Referring expression pointing data:
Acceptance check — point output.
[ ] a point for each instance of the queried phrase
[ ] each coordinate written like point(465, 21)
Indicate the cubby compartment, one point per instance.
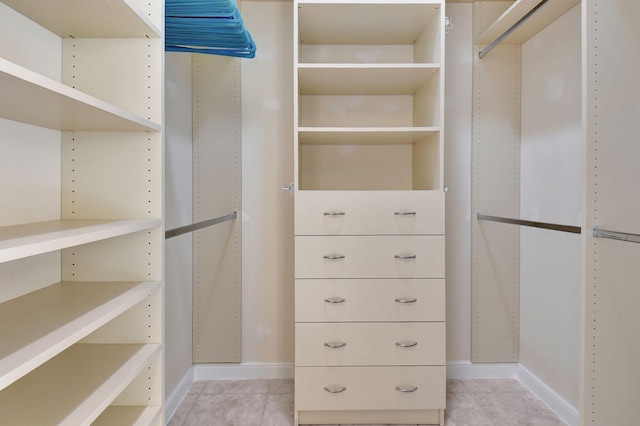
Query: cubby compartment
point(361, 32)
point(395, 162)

==

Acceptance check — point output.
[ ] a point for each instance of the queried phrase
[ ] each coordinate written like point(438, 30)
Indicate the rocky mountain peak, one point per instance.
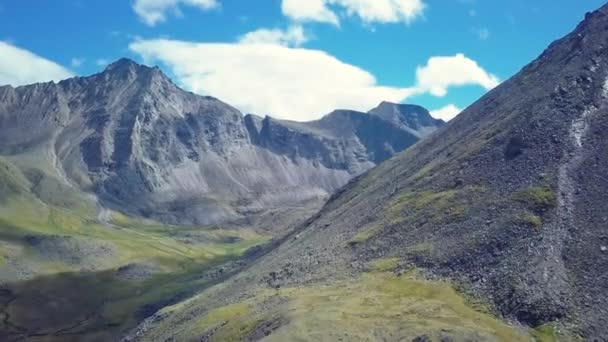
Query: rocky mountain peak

## Instructions for the task
Copy only this from above: the line containing "Indicate the rocky", the line containing "Query: rocky mountain peak", and all lines between, printed exactly. Leave out the pictures.

## Task solution
Indicate the rocky mountain peak, one point per instance.
Query: rocky mountain peak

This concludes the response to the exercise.